PASSAGE TO READ:
== Segment start ==
My path to research began with a desire to understand why—why systems behave the way they do, why interventions work in some cases and fail in others, and how knowledge can be translated into outcomes for patients and communities.
I was first drawn to medicine through hands-on clinical work in veterinary settings. Working across general practice, emergency, and equine clinics showed me medicine at its most immediate: diagnostic reasoning, rapid decision-making, and clear communication that can change outcomes. In emergency settings, focus becomes singular— identify the problem, act decisively, and protect a life.
Over time, those clinical experiences raised deeper questions. I began noticing patterns—especially the growing presence of antibiotic-resistant infections. I could treat the individual case in front of me, but I wanted to understand the forces driving these trends at a broader level. That curiosity is what led me to research.
At the University of Michigan, I joined an academic lab early in my undergraduate career, working on projects spanning disease ecology, epidemiology, climate change, and virulence. Research taught me rigor: how to design experiments carefully, analyze data critically, and communicate findings clearly. I came to appreciate that reliability is built on disciplined methodology and reproducibility.
My interests increasingly focused on antibiotic resistance through a One Health lens—how human activity, environmental context, and biological systems intersect. This culminated in my honors thesis, analyzing resistance patterns across urban, agricultural, and natural environments to understand how different contexts shape microbial resistance. I presented this work at multiple research symposia and further developed it at the University of Wisconsin, strengthening both my technical skill set and commitment to translational science.
Studying abroad at the University of Sussex added another dimension: animal behavior research reinforced systems thinking—biology does not exist in isolation, but is shaped by environment, behavior, and context.
== Segment end ==
TASK INSTRUCTIONS:
**A.** Copy the statement on the path to research word for word, from "My path to research" to "patients and communities.".
**B.** According to the statement on the path to research, across which environments did the honors thesis analyze resistance patterns?

THE DATA:
== Segment start ==
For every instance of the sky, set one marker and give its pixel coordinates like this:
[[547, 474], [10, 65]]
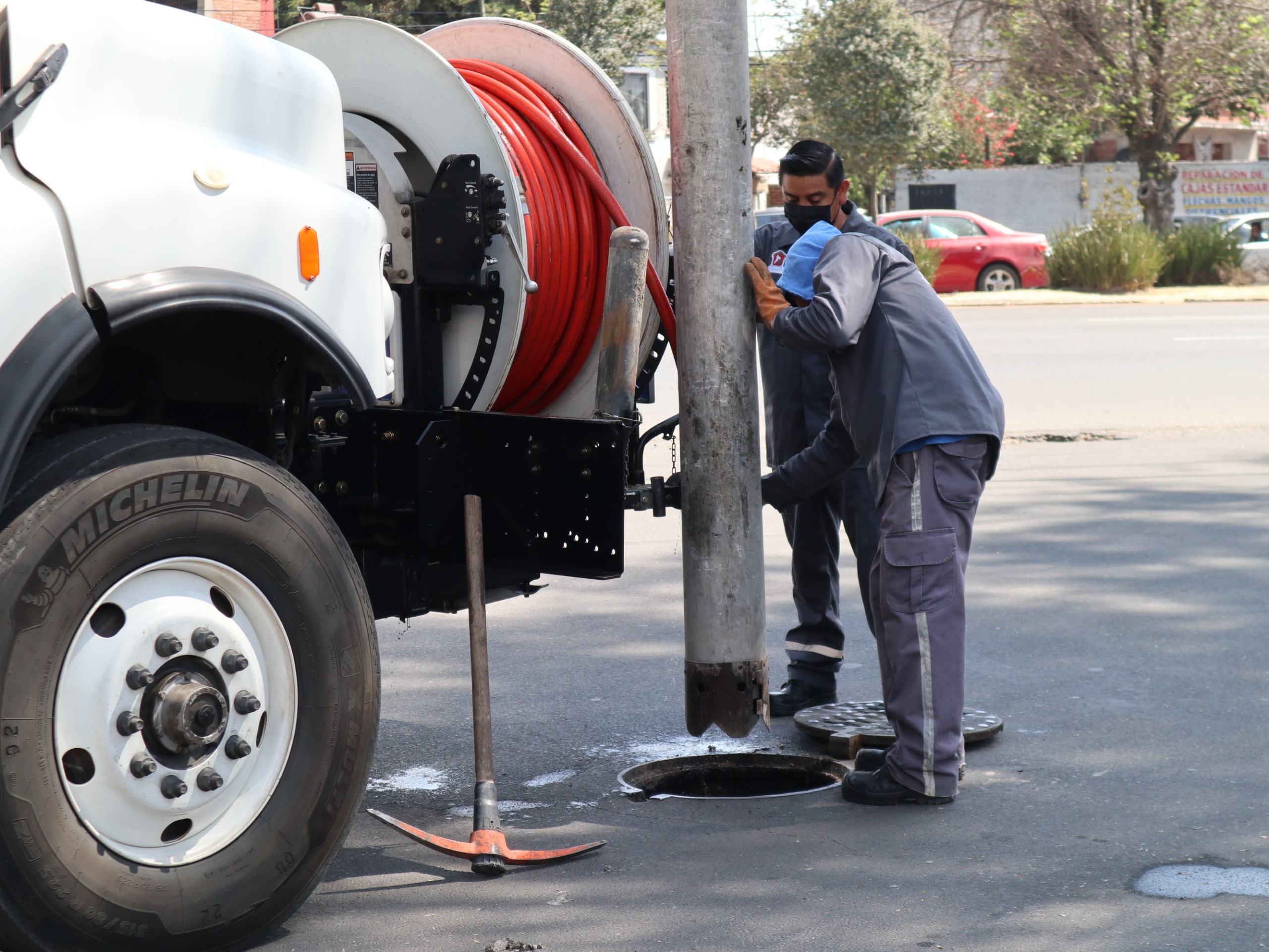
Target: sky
[[768, 19]]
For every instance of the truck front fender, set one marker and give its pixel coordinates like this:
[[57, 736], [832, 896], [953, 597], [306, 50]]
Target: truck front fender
[[35, 371], [131, 302]]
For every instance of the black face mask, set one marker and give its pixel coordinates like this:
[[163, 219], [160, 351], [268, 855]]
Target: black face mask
[[804, 216]]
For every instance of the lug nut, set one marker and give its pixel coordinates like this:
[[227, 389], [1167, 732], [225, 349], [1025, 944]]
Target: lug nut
[[128, 724], [173, 787], [236, 748], [205, 639], [139, 677], [168, 645]]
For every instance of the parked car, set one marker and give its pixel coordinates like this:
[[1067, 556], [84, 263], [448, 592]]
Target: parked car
[[1197, 219], [979, 254], [1253, 230]]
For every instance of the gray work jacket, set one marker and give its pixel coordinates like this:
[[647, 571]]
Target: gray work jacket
[[796, 388], [903, 369]]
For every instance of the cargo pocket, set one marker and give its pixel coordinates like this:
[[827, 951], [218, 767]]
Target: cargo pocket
[[959, 471], [922, 570]]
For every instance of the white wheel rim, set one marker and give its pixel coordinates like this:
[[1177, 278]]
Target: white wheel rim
[[999, 280], [127, 814]]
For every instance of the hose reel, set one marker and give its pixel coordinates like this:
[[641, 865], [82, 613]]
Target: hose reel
[[537, 116]]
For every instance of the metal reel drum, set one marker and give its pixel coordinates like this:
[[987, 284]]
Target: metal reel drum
[[619, 143], [389, 76]]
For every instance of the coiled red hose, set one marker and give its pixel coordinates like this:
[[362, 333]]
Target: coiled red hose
[[567, 233]]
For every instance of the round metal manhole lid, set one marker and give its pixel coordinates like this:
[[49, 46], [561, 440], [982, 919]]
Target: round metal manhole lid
[[731, 777], [865, 724]]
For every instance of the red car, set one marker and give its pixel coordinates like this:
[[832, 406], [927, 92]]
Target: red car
[[979, 254]]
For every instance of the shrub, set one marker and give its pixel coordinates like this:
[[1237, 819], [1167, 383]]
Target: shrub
[[927, 257], [1116, 253], [1202, 254]]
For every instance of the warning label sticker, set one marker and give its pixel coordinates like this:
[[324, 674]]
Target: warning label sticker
[[367, 182]]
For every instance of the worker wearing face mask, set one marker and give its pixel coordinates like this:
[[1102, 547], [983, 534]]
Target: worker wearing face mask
[[916, 405], [799, 395]]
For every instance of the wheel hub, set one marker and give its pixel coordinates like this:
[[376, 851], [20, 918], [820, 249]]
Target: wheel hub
[[144, 727], [188, 714]]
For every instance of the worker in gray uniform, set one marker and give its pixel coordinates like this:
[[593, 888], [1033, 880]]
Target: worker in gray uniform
[[916, 405], [797, 395]]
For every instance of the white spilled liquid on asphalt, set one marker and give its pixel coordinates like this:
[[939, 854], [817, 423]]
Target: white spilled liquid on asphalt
[[549, 779], [414, 779], [1204, 881]]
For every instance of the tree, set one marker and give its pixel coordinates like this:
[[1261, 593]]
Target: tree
[[418, 14], [1148, 68], [869, 82], [981, 134], [615, 33], [772, 89]]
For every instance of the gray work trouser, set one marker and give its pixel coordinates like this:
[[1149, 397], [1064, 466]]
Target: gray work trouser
[[918, 598], [815, 646]]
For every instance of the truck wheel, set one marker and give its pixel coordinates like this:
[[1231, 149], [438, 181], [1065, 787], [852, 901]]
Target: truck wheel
[[188, 693]]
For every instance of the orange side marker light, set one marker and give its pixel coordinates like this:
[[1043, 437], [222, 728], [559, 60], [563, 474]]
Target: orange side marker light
[[310, 262]]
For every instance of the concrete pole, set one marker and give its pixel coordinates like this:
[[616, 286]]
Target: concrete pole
[[624, 320], [724, 603]]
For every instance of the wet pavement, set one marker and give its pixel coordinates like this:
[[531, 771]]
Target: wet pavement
[[1117, 622]]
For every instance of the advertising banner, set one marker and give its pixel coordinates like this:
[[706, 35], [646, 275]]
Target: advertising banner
[[1222, 188]]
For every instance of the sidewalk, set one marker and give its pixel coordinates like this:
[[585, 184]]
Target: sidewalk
[[1155, 296]]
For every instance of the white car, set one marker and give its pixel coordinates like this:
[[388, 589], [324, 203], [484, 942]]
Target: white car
[[1253, 230], [246, 345]]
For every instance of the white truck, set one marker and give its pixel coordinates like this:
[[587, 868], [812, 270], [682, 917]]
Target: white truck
[[243, 394]]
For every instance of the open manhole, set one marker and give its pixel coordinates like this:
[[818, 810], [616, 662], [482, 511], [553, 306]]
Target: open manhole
[[731, 776]]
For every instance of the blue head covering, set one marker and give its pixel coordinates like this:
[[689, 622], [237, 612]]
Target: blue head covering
[[801, 258]]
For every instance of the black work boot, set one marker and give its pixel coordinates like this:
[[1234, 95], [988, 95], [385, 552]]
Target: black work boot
[[872, 758], [797, 695], [880, 788]]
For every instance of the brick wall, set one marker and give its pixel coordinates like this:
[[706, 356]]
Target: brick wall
[[250, 14]]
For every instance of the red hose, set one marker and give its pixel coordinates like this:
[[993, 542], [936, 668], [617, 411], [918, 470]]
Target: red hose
[[567, 234]]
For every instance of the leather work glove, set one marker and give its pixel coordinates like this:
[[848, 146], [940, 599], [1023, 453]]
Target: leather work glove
[[769, 299]]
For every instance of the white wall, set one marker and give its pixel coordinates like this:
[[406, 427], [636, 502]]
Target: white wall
[[1047, 197]]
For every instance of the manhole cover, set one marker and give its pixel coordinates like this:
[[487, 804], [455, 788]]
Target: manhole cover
[[851, 725], [716, 776]]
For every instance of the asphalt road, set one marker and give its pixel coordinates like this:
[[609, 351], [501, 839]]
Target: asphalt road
[[1117, 616]]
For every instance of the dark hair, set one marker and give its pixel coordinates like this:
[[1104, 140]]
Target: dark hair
[[812, 158]]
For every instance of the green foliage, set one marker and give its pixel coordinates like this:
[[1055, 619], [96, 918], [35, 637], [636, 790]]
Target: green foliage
[[772, 88], [1202, 254], [416, 14], [868, 79], [615, 33], [1116, 253], [1149, 69], [927, 257], [980, 131], [1048, 130]]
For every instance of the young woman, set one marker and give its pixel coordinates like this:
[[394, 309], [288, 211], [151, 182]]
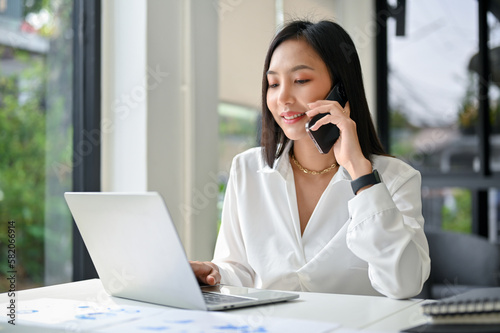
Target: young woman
[[348, 221]]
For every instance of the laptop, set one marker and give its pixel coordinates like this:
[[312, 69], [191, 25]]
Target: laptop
[[138, 255]]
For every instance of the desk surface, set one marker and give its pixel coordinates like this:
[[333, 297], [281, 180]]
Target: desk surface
[[351, 311]]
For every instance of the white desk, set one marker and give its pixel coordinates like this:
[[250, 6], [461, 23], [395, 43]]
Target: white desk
[[354, 312]]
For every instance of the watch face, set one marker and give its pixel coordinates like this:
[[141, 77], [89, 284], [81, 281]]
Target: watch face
[[369, 179]]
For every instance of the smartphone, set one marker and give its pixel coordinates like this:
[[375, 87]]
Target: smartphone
[[325, 137]]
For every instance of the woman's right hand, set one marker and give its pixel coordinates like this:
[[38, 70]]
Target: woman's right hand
[[206, 272]]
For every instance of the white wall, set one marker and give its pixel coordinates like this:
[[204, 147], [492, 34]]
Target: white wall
[[162, 82], [159, 107]]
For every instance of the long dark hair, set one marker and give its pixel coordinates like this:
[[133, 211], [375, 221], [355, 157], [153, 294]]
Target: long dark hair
[[337, 50]]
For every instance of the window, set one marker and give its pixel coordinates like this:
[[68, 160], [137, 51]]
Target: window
[[36, 73], [437, 120]]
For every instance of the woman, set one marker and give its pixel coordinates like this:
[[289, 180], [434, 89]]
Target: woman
[[348, 221]]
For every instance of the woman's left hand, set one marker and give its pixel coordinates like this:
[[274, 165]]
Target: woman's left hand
[[347, 149]]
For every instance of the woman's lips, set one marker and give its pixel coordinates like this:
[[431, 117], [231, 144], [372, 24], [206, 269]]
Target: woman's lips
[[292, 117]]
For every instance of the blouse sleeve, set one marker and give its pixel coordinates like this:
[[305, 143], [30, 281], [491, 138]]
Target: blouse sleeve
[[230, 253], [386, 231]]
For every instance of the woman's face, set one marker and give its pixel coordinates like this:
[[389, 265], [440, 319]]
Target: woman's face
[[296, 76]]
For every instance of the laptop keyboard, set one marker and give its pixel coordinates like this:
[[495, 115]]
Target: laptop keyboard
[[216, 298]]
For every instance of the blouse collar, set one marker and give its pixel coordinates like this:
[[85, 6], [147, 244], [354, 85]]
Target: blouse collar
[[283, 167]]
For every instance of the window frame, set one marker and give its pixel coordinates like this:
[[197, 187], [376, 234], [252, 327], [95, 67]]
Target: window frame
[[86, 117], [478, 183]]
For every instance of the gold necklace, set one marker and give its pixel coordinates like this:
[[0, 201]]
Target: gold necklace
[[311, 172]]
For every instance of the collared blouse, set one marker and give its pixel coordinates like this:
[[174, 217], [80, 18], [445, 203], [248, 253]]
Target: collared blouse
[[370, 244]]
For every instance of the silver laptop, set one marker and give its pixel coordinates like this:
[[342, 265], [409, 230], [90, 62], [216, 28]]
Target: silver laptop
[[138, 255]]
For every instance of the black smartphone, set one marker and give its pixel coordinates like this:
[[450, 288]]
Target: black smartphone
[[325, 137]]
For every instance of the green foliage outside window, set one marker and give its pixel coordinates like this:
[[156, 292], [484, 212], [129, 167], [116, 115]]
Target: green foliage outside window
[[22, 170]]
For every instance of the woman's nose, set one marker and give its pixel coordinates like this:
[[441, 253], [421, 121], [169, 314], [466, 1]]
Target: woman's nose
[[285, 95]]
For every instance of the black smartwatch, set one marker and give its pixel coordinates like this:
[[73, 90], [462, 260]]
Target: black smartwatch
[[369, 179]]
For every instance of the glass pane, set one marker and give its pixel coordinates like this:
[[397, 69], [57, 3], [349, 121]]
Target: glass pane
[[448, 209], [238, 127], [36, 139], [432, 91]]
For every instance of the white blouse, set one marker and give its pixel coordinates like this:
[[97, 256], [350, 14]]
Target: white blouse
[[368, 244]]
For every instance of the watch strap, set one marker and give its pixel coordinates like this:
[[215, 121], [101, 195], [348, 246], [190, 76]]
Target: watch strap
[[369, 179]]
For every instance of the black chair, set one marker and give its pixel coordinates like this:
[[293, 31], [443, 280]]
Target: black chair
[[460, 262]]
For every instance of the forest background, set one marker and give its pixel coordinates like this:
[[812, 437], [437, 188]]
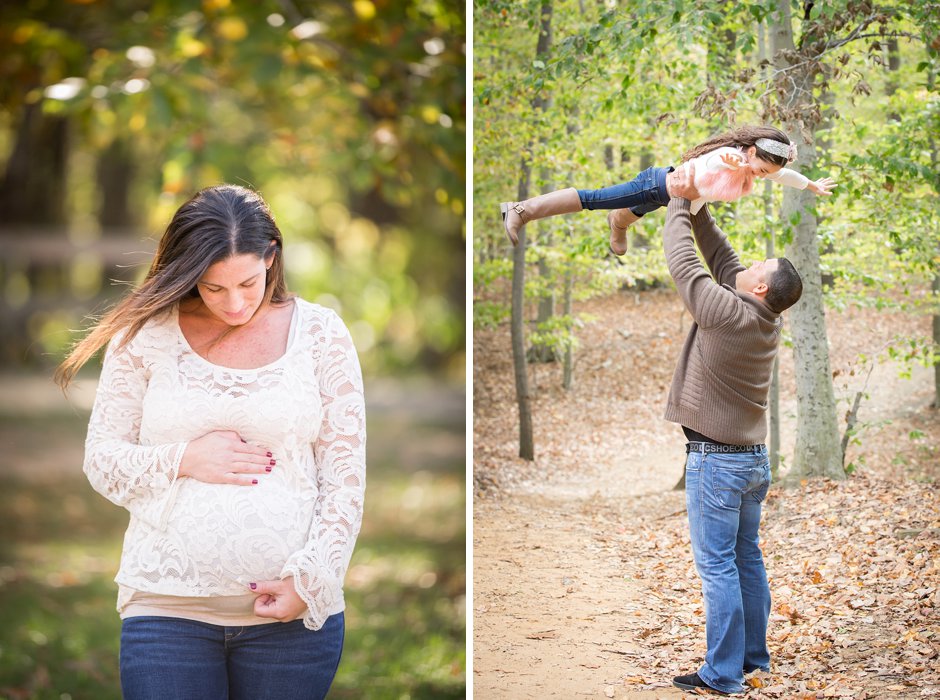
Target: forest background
[[592, 591], [350, 119]]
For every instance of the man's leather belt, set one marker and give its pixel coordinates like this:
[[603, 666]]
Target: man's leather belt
[[724, 449]]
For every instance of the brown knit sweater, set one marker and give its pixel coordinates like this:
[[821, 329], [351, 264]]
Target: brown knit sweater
[[723, 374]]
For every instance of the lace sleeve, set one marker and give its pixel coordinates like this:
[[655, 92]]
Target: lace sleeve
[[140, 478], [339, 452]]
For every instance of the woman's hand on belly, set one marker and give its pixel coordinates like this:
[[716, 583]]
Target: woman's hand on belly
[[278, 600], [222, 457]]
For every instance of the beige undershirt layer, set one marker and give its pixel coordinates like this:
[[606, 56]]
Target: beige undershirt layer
[[225, 611]]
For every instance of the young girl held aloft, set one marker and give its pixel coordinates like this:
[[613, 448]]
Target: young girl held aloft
[[725, 169]]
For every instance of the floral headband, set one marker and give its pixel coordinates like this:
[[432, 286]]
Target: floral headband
[[783, 150]]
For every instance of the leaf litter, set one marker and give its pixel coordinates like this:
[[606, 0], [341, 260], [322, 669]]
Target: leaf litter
[[854, 565]]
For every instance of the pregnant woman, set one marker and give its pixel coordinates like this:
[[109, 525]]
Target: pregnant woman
[[229, 422]]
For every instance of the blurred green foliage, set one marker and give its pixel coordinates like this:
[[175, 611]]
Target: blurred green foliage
[[348, 117]]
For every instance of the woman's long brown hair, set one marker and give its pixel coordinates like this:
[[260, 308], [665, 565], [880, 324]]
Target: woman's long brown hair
[[215, 224], [744, 137]]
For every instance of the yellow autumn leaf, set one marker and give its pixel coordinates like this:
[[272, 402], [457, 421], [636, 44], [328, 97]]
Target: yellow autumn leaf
[[232, 28]]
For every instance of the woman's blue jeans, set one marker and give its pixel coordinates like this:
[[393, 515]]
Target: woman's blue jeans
[[169, 657], [724, 493], [644, 193]]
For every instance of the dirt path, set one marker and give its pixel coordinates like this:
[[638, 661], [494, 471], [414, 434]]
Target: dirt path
[[571, 552]]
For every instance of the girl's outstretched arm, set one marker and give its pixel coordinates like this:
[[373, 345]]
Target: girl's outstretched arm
[[822, 187]]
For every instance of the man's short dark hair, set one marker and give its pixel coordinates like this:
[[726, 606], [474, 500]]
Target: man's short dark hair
[[784, 288]]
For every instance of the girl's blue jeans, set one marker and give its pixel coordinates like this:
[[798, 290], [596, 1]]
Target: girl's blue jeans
[[724, 493], [169, 657], [644, 193]]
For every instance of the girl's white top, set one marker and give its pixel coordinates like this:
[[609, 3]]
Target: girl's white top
[[190, 538], [718, 182]]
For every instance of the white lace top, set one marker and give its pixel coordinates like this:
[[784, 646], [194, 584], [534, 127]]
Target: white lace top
[[190, 538]]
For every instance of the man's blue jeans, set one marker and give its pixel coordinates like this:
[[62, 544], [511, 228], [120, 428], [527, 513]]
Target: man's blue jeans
[[724, 493], [169, 657]]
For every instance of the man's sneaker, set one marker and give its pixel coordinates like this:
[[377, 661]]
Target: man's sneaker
[[692, 682]]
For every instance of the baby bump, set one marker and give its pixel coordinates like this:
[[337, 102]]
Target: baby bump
[[232, 535]]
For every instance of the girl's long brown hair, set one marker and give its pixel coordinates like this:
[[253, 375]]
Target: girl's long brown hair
[[744, 137], [215, 224]]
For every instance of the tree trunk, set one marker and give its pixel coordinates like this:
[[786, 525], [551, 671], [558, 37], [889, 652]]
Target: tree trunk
[[33, 187], [566, 379], [517, 330], [543, 352], [936, 341], [935, 162], [818, 450], [773, 408], [517, 323], [115, 174]]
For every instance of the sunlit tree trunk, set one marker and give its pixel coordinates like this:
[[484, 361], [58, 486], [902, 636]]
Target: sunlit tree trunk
[[32, 190], [818, 450], [935, 287], [773, 407], [517, 323]]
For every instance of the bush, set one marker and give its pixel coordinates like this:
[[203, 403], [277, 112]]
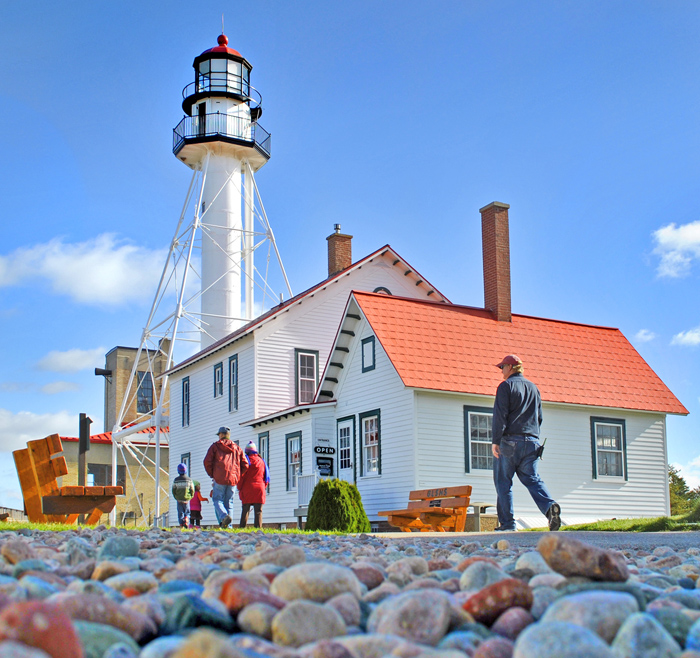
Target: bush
[[337, 505]]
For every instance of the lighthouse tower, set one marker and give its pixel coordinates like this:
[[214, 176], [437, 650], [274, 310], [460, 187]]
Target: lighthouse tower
[[221, 137]]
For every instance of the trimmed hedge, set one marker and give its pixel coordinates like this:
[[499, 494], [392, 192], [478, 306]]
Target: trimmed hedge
[[337, 505]]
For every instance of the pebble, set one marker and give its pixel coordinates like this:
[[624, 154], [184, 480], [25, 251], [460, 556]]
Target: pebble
[[157, 594]]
== Segment end ==
WRITTEN RESPONSES:
**A.**
My path to research began with a desire to understand why—why systems behave the way they do, why interventions work in some cases and fail in others, and how knowledge can be translated into outcomes for patients and communities.

**B.** Urban, agricultural, and natural environments.